=== Source passage ===

Gippsland fails children

“DISTURBING” figures tabled in state parliament this week showed the state’s “flawed” child protection system is failing Gippsland more than any other region.

The Protecting Victoria’s Vulnerable Children Inquiry has identified Gippsland as having the highest proportion of young people admitted to out-of-home (state) care, in its final report tabled on Tuesday, prompting immediate calls for urgent action.

Berry Street regional director Trish McCluskey welcomed the report’s 90 recommendations for change, but told The Express Gippsland’s figures were “nothing short of disturbing”.

Ms McCluskey called for the State Government to ensure some of its earliest responses, announced this week, were focused on Gippsland.

She said statistics proving Gippsland had more than three times the rate of children in out-of-home care, compared with eastern and southern metropolitan regions’ rates were “utterly terrible”.

Though Gippsland had just four to five per cent of the state’s population, it was tackling around 15 per cent of Victoria’s child protection workload, Ms McCluskey said.

“It is utterly terrible what this says about the needs of children in Gippsland and it also helps to explain why our child protection services in Gippsland are under so much pressure.”

The report showed that in 2009-10 Gippsland had 66 reports to its child protection service per 1000 children – the highest ratio in the state, while about 10 children and young people aged between 0-17 years per 1000 in the region were admitted to out-of-home care.

=== Dataset extract ===

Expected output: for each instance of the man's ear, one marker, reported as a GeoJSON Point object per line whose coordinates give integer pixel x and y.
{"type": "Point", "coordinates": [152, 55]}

===

> [What you will do] Please state what share of Victoria's child protection workload Gippsland was handling, according to the article on child protection in Gippsland.

> [Finished exercise] Around 15 percent.